Answer these questions using the text on the sex work guidance note:
1. Which two organizations have been developing the guidance note?
2. In what city and month was the UNAIDS Programme Coordination Board meeting held?
3. What did the coalition of sex workers demand regarding publication of the note?

• Supplied text:
===============

UNFPA and UNAIDS have been developing a new policy or ‘guidance note’ on sex work for the last year also known as ‘the three pillars’. Although sex worker networks have given their views on what good HIV policy for sex workers should include in a number of consultations, this has not been included in the policy. The guidance note is led by notions of either getting women out of sex work or preventing women from joining sex work or men from being clients of sex workers. APNSW organised sex worker networks to respond to this by working with other NGOs to oppose the new policy at the UNAIDS Programme Coordination Board meeting in Geneva in May 2007.

The NSWP has opposed the guidance note on three counts which are: that the note does not address adequately the human rights of the sex workers, the guidance recommends an inadequate and unbalanced response to HIV care and prevention and thirdly, the overall tone of the document implies that a majority of sex work is an abuse and therefore worthy of abolition. This they have found is contrary to the dignity of sex work and sex workers. The coalition of sex workers has therefore demanded that this note not be published at all and even if it were to be published, the dissent of the sex workers must be clearly noted.

===============

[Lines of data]

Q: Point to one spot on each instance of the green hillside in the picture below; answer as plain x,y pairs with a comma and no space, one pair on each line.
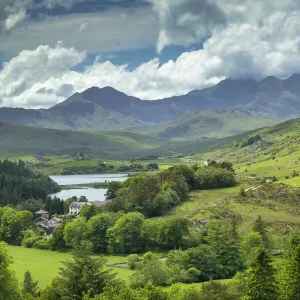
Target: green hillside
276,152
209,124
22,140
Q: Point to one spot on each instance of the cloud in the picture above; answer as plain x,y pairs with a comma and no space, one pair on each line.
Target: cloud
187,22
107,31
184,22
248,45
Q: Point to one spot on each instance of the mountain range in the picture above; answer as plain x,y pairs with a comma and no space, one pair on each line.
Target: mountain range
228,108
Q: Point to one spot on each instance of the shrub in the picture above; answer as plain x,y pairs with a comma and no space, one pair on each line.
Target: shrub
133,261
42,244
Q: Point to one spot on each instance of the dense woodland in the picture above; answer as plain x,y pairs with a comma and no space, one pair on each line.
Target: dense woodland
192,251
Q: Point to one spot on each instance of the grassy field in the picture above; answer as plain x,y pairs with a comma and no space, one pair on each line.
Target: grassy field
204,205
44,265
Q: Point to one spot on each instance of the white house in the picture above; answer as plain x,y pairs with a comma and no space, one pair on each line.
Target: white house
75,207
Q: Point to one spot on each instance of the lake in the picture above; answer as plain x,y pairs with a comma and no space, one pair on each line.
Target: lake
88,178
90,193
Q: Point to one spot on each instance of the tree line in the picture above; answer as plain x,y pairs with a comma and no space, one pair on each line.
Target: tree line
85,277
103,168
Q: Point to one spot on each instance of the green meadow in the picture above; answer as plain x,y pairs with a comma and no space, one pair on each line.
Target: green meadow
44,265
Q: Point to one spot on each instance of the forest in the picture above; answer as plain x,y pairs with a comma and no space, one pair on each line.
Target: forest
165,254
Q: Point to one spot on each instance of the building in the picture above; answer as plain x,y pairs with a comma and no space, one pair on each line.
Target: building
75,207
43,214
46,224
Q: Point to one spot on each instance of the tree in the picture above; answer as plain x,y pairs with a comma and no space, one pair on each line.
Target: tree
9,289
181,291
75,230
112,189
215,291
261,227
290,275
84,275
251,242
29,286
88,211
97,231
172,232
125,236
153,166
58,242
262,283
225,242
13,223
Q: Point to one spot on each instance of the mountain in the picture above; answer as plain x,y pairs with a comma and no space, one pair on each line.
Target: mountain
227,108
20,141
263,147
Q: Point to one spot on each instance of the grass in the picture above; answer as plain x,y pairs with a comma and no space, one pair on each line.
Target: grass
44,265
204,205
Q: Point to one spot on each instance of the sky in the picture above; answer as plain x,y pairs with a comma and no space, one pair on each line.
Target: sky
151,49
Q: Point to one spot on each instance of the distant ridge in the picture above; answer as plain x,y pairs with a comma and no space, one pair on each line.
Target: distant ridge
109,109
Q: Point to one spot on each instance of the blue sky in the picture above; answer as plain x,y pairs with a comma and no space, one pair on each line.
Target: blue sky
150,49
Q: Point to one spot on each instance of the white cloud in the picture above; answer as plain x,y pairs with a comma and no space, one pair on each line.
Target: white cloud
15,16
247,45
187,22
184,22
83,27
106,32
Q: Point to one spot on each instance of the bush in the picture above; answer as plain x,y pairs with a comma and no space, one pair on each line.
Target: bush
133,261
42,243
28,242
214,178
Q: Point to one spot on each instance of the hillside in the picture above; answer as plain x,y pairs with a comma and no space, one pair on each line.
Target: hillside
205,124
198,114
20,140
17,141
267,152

===============

• Answer to the exercise:
1. UNFPA and UNAIDS.
2. Geneva, in May 2007.
3. It demanded that the note not be published at all and that, if it were published, the sex workers' dissent be clearly noted.